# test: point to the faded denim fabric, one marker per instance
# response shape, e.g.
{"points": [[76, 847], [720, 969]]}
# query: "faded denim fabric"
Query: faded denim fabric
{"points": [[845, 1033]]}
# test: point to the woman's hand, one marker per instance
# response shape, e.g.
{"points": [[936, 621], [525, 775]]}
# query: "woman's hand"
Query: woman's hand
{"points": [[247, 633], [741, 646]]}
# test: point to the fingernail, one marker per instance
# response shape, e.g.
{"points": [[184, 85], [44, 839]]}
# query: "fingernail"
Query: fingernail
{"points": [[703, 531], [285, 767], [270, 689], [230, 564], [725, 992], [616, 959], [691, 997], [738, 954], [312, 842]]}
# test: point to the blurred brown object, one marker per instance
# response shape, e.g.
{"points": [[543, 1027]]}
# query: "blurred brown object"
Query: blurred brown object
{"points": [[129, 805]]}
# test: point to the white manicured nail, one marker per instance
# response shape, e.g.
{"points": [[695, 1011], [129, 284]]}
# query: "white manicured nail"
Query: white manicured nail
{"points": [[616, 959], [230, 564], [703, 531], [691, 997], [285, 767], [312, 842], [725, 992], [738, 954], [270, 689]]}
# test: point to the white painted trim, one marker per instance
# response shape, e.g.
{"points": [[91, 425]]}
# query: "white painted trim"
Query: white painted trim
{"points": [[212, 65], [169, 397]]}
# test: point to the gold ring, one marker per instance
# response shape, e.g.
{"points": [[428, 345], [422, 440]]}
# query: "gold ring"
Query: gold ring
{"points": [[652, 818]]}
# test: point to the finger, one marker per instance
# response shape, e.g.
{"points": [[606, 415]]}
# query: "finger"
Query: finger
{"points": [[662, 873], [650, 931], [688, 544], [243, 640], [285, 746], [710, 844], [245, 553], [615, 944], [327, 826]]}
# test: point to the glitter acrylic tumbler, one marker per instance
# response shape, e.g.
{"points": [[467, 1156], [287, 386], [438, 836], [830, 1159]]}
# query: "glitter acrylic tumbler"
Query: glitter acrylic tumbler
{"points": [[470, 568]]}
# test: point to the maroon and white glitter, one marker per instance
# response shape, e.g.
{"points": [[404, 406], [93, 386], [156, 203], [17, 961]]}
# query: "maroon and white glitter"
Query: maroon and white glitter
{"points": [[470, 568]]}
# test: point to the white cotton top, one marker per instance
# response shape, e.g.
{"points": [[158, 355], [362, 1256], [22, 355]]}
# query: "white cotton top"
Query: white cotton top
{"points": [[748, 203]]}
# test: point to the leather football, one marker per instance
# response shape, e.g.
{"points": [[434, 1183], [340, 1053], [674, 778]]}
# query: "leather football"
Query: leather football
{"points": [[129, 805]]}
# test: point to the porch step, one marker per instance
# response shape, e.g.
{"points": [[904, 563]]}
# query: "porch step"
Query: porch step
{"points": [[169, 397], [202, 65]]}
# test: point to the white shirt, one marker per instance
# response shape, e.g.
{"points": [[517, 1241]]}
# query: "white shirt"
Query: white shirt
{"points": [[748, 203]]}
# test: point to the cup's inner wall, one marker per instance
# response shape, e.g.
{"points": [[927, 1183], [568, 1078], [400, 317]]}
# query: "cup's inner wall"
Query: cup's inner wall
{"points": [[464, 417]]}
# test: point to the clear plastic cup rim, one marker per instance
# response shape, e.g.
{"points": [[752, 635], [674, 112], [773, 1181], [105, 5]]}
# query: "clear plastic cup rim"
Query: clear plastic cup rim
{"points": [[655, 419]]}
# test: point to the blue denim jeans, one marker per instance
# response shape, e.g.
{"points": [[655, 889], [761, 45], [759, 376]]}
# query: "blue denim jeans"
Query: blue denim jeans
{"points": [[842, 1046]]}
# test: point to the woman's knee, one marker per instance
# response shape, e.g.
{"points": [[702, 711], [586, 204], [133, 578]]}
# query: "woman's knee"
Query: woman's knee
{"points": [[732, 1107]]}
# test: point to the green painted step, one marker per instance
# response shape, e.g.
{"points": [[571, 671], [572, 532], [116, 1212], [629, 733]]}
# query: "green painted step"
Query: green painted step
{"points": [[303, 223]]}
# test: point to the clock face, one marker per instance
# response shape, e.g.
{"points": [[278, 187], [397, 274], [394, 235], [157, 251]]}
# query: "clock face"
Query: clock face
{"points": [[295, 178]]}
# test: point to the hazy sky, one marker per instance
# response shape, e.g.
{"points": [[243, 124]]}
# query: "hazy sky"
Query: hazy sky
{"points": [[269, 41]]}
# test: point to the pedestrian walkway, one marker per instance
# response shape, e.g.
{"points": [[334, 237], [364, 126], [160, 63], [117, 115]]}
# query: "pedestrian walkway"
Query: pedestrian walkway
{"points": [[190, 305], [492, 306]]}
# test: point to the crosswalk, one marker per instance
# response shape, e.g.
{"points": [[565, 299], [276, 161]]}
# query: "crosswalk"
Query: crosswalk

● ● ●

● Aim of the task
Locate all lines in the listing above with the word "crosswalk" and copy them.

● Exercise answer
# test: point to the crosswalk, one marker per instance
# query: "crosswalk"
Query: crosswalk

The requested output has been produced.